◆ SOURCE TEXT:

· · ·

Postnational Perspectives on Contemporary Hispanic Literature.

AuthorTorres, Ana
PositionLATIN AMERICA - Book review

Scharm, Heike, and Natalia Matta-Jara, eds. Postnational Perspectives on Contemporary Hispanic Literature. Gainesville: University Press of Florida, 2017.

Heike Scharm is an associate professor of Spanish at the University of South Florida. Her co-editor, Natalia Matta-Jara, is a Spanish teacher in Washington, DC. Both have publications in reputable journals and Scharm is the author of a book on the Spanish author Javier Marias. The contributors to this volume are international scholars who have directed their chapters to scholars of Hispanisms. In the introduction, the editors point out that they prefer to use the term Hispanisms in order to stress the inclusivity of the different ethnicities, cultures, and languages that form the Spanish-speaking world instead of relegating these characteristics to contrived categorizations. The book has an introduction, followed by three units that are divided into Hispanism and theory, identity and belonging, and New World literatures. Each unit has three chapters. In the introduction, the editors emphasize that "reevaluating literary processes within a planetary rather than a local context requires a conscious attempt to avoid falling into the binary trap of center-periphery" (p. 2). This strategy entails a focus on the glocal (the convergence of global and local factors) while foregoing the traditional concepts of margin and center.

· · ·

◆ MATERIAL SHOWN:

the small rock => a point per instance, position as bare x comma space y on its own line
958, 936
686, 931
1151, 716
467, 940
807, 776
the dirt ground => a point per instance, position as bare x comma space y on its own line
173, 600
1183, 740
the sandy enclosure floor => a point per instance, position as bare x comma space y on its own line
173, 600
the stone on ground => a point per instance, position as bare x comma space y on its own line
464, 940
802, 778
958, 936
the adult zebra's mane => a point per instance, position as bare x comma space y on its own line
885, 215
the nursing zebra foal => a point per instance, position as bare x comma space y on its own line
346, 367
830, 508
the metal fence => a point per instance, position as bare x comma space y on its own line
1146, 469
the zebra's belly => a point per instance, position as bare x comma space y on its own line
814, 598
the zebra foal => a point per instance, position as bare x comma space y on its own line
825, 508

· · ·

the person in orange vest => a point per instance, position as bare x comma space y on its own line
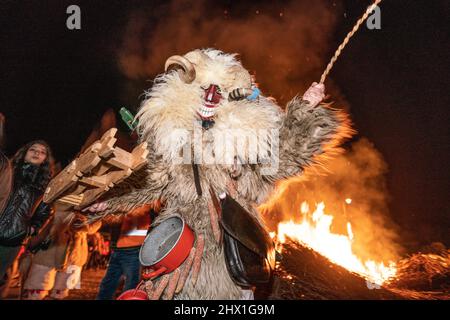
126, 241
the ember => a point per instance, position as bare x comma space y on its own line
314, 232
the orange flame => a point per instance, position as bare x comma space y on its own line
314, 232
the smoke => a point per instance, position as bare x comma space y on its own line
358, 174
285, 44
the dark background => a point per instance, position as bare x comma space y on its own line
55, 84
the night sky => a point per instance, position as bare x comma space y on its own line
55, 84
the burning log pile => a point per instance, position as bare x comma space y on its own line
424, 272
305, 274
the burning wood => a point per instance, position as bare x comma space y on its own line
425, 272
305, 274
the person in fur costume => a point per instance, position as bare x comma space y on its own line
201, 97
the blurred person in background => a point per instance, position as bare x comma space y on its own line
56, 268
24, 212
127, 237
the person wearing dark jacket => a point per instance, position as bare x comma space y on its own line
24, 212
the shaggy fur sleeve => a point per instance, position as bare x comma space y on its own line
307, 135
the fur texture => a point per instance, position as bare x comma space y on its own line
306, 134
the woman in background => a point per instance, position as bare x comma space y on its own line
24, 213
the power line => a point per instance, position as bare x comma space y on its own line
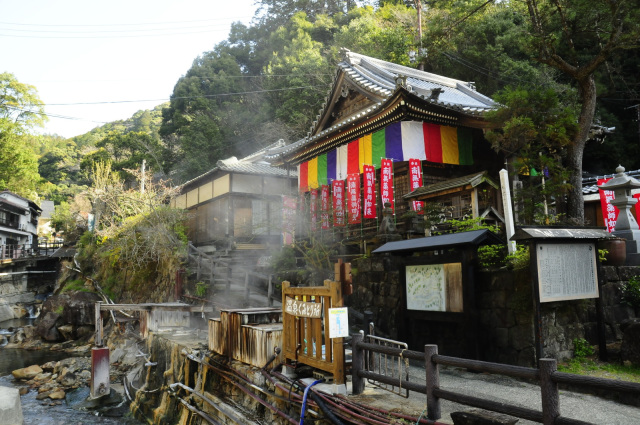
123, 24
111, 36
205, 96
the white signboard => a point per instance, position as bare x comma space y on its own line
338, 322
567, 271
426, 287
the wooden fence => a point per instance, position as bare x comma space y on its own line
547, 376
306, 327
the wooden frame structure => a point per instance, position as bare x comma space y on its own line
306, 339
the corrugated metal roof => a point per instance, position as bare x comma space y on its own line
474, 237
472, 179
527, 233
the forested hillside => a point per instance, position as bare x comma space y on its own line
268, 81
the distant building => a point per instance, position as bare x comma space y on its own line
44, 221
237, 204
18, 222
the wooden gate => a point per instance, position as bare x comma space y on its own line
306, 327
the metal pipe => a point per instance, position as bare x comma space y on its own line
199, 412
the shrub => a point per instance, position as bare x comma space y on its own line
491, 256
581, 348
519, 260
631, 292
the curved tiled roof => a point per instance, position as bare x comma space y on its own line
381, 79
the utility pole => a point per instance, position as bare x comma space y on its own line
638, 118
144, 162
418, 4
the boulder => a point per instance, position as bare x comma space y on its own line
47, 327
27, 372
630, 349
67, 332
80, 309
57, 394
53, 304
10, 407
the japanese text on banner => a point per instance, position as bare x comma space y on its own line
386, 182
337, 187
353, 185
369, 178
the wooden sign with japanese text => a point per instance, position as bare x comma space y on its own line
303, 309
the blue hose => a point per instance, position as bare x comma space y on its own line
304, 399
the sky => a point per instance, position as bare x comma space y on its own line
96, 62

· · ·

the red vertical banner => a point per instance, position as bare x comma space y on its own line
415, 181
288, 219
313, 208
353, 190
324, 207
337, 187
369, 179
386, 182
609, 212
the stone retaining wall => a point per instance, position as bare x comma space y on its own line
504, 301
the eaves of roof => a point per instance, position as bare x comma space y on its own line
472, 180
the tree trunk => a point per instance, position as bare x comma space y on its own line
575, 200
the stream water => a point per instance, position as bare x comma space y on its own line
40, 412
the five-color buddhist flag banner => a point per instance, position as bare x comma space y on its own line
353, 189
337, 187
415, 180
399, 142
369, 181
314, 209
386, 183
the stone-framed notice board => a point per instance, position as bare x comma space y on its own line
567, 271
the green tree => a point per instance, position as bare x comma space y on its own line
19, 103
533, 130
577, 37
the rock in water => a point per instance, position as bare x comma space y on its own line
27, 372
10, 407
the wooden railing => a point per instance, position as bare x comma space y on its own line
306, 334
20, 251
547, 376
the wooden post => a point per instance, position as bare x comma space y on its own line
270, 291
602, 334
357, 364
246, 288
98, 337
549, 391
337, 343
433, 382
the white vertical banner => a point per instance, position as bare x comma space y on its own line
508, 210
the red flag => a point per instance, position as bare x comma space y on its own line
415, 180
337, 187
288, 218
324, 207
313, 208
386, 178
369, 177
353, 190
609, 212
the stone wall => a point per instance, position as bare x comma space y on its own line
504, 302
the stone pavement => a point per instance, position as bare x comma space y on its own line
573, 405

· · ·

◆ TO BE DONE: Copy out the book review in full, word for word. These items were taken from a different source than the review.

◆ RESPONSE FOR THIS EXERCISE:
Postnational Perspectives on Contemporary Hispanic Literature.

AuthorTorres, Ana
PositionLATIN AMERICA - Book review

Scharm, Heike, and Natalia Matta-Jara, eds. Postnational Perspectives on Contemporary Hispanic Literature. Gainesville: University Press of Florida, 2017.

Heike Scharm is an associate professor of Spanish at the University of South Florida. Her co-editor, Natalia Matta-Jara, is a Spanish teacher in Washington, DC. Both have publications in reputable journals and Scharm is the author of a book on the Spanish author Javier Marias. The contributors to this volume are international scholars who have directed their chapters to scholars of Hispanisms. In the introduction, the editors point out that they prefer to use the term Hispanisms in order to stress the inclusivity of the different ethnicities, cultures, and languages that form the Spanish-speaking world instead of relegating these characteristics to contrived categorizations. The book has an introduction, followed by three units that are divided into Hispanism and theory, identity and belonging, and New World literatures. Each unit has three chapters. In the introduction, the editors emphasize that "reevaluating literary processes within a planetary rather than a local context requires a conscious attempt to avoid falling into the binary trap of center-periphery" (p. 2). This strategy entails a focus on the glocal (the convergence of global and local factors) while foregoing the traditional concepts of margin and center.